**What is being asked**:
What is needed is an exact copy of every line in the listing.

**Data**:

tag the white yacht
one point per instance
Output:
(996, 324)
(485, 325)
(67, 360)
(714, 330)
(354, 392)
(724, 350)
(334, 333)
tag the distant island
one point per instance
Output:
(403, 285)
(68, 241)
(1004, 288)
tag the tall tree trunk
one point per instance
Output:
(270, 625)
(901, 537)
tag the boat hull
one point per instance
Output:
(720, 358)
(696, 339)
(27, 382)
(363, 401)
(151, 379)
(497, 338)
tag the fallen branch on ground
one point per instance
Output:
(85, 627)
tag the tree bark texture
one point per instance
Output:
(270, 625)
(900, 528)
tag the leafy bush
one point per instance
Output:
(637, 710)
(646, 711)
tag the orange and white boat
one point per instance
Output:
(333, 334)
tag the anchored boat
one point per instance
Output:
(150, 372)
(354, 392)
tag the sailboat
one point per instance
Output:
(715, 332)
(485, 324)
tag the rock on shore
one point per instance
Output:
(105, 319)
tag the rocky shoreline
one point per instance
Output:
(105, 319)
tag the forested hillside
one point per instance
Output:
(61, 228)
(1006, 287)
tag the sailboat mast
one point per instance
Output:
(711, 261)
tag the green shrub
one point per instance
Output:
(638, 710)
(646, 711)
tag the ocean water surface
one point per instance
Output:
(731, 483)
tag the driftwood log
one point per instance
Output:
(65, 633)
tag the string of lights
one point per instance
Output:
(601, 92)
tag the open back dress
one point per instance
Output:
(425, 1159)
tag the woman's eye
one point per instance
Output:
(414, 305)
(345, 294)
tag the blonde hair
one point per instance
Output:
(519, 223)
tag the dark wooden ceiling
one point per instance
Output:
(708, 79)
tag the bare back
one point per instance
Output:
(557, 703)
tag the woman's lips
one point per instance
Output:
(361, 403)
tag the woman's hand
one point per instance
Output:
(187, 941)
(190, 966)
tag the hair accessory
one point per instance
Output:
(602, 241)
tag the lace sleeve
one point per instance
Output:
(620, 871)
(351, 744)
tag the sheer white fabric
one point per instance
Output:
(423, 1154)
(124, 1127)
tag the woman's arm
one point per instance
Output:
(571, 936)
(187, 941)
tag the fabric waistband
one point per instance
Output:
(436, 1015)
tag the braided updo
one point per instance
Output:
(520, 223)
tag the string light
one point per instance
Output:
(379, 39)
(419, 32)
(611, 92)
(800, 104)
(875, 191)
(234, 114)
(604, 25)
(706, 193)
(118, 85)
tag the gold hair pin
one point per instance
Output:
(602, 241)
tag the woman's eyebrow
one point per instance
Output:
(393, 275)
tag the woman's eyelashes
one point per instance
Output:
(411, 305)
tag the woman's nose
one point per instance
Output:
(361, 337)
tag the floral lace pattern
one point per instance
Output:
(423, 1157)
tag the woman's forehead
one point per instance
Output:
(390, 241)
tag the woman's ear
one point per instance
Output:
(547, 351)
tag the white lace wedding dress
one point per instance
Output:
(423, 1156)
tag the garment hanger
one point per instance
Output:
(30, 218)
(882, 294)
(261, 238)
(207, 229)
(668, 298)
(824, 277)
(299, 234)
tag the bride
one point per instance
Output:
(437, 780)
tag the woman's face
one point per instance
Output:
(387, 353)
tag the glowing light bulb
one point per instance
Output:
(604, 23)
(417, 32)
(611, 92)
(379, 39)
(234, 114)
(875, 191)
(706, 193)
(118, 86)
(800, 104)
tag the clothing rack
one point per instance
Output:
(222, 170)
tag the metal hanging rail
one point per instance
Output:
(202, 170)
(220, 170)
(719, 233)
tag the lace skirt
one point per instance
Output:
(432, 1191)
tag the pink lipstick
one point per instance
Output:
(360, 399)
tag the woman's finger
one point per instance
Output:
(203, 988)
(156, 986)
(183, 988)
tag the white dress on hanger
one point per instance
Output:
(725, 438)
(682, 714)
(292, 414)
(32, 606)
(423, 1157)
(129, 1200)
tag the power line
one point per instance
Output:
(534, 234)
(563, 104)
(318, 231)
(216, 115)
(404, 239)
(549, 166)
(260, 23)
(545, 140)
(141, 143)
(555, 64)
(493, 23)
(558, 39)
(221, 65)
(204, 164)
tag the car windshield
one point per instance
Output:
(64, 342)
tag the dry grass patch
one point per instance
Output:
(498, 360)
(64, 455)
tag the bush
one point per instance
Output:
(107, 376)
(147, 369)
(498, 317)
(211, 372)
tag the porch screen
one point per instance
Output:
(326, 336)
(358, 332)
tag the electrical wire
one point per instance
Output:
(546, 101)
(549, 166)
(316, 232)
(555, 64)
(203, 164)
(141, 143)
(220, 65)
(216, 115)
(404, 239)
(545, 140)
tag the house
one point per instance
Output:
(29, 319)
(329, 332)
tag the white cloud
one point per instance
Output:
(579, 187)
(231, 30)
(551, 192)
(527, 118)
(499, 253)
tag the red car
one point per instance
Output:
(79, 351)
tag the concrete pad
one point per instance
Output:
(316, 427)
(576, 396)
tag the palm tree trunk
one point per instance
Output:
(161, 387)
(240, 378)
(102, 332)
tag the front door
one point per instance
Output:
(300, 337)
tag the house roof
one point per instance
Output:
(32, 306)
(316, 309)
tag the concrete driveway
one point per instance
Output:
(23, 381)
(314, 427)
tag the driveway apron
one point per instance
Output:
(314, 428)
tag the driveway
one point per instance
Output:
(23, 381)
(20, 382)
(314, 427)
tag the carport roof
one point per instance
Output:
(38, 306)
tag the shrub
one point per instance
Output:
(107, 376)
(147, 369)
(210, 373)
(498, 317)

**Problem solution**:
tag the white yacht
one point per instance
Output:
(996, 324)
(485, 325)
(67, 360)
(714, 330)
(354, 392)
(724, 350)
(334, 333)
tag the distant island
one point per instance
Output:
(403, 285)
(68, 241)
(1004, 288)
tag the tall tree trunk
one point per instance
Output:
(270, 625)
(901, 537)
tag the boat hull
one point per instance
Output:
(720, 358)
(696, 339)
(27, 382)
(363, 401)
(151, 379)
(497, 338)
tag the fallen branch on ground
one point per instance
Output:
(85, 627)
tag the tree bark texture
one point per instance
Output:
(270, 625)
(900, 528)
tag the leafy bush
one point per instance
Output:
(637, 710)
(646, 711)
tag the orange and white boat
one point per instance
Output:
(333, 334)
tag the anchored boat
one point per instance
Output:
(150, 372)
(354, 392)
tag the sailboat
one point per instance
Output:
(715, 332)
(485, 324)
tag the rock on shore
one point per instance
Output:
(105, 319)
tag the rocky shoreline
one point per instance
Output:
(105, 319)
tag the forested hillside
one point per instance
Output:
(61, 228)
(1006, 287)
tag the sailboat mast
one point per instance
Output:
(711, 261)
tag the green shrub
one point per instance
Output:
(638, 710)
(646, 711)
tag the ocean water surface
one point per instance
Output:
(731, 483)
tag the driftwood log
one point per instance
Output:
(65, 633)
tag the string of lights
one point per instance
Output:
(601, 92)
tag the open back dress
one point per instance
Output:
(425, 1159)
tag the woman's eye
one point per instance
Output:
(414, 305)
(345, 294)
tag the blonde hair
one point per instance
Output:
(519, 223)
tag the dark wooden ceiling
one point per instance
Output:
(708, 79)
tag the bare back
one point per instance
Output:
(557, 703)
tag the woman's lips
one point per instance
Output:
(361, 403)
tag the woman's hand
one point per instance
Output:
(187, 941)
(190, 966)
tag the hair accessory
one point per instance
Output:
(602, 241)
tag the lace sleeve
one point per instance
Output:
(620, 871)
(351, 744)
tag the sheer white fabric
one point per instance
Output:
(423, 1154)
(124, 1127)
tag the woman's arm
one point per instance
Output:
(571, 936)
(187, 941)
tag the fabric waistband
one point per instance
Output:
(436, 1015)
tag the braided updo
one point per instance
Output:
(520, 223)
tag the string light
one point per instance
Output:
(379, 39)
(419, 32)
(611, 92)
(800, 104)
(875, 191)
(234, 114)
(604, 25)
(706, 193)
(118, 85)
tag the gold hair pin
one point per instance
Output:
(602, 241)
tag the woman's eyebrow
one point per instance
Output:
(393, 275)
tag the woman's eyelashes
one point per instance
Output:
(411, 305)
tag the woman's nose
one point per instance
Output:
(361, 337)
tag the floral lace pattern
one point per instance
Output:
(423, 1157)
tag the woman's forehead
one point per instance
Output:
(390, 241)
tag the woman's ear
one point per instance
Output:
(547, 351)
tag the white lace wedding dress
one point per instance
Output:
(423, 1156)
tag the garment hanger
one point per instance
Output:
(30, 218)
(882, 294)
(261, 238)
(207, 229)
(668, 298)
(824, 277)
(299, 234)
tag the bride
one point per instance
Output:
(437, 780)
tag the woman's face
one point per instance
Output:
(387, 353)
tag the glowing light bulb
one point per instance
Output:
(604, 23)
(417, 32)
(611, 92)
(379, 39)
(234, 114)
(875, 191)
(706, 193)
(118, 86)
(800, 104)
tag the clothing rack
one point per instance
Output:
(222, 170)
tag the metal hanging rail
one point per instance
Output:
(202, 170)
(220, 170)
(719, 233)
tag the lace skirt
one point per instance
Output:
(432, 1191)
tag the pink lipstick
one point per instance
Output:
(360, 399)
tag the woman's finger
one point per instance
Output:
(203, 988)
(156, 986)
(183, 988)
tag the white dress on hanger
one point per instance
Output:
(725, 438)
(682, 714)
(292, 414)
(32, 606)
(423, 1157)
(129, 1200)
tag the power line
one point per instance
Output:
(534, 234)
(563, 104)
(318, 231)
(216, 115)
(404, 239)
(549, 166)
(260, 23)
(545, 140)
(141, 143)
(555, 64)
(493, 23)
(558, 39)
(221, 65)
(204, 164)
tag the car windshield
one point per instance
Output:
(64, 342)
tag the dry grass patch
one point per instance
Output:
(498, 360)
(64, 455)
tag the bush
one point per instance
Output:
(107, 376)
(147, 369)
(498, 317)
(211, 372)
tag the porch screen
one point per instance
Output:
(326, 336)
(358, 332)
tag the electrical wire
one point per instance
Output:
(546, 101)
(549, 166)
(316, 232)
(555, 64)
(203, 164)
(141, 143)
(220, 65)
(216, 115)
(404, 239)
(545, 140)
tag the house
one point per instance
Output:
(29, 319)
(329, 332)
tag the white cloud
one point per instance
Output:
(579, 187)
(231, 30)
(551, 192)
(527, 118)
(499, 253)
tag the red car
one point per instance
Output:
(79, 351)
tag the concrete pad
one point per instance
Output:
(316, 427)
(576, 396)
tag the palm tree trunk
one point per instance
Output:
(161, 387)
(240, 378)
(102, 332)
tag the front door
one point per instance
Output:
(300, 337)
tag the house roof
one point per instance
Output:
(32, 306)
(316, 309)
tag the concrete driveway
one point per instance
Output:
(23, 381)
(314, 427)
tag the driveway apron
one point per instance
Output:
(314, 428)
tag the driveway
one point per instance
Output:
(23, 381)
(20, 382)
(314, 427)
tag the carport roof
one point per instance
Output:
(38, 306)
tag the shrub
one point per instance
Output:
(107, 376)
(147, 369)
(210, 373)
(498, 317)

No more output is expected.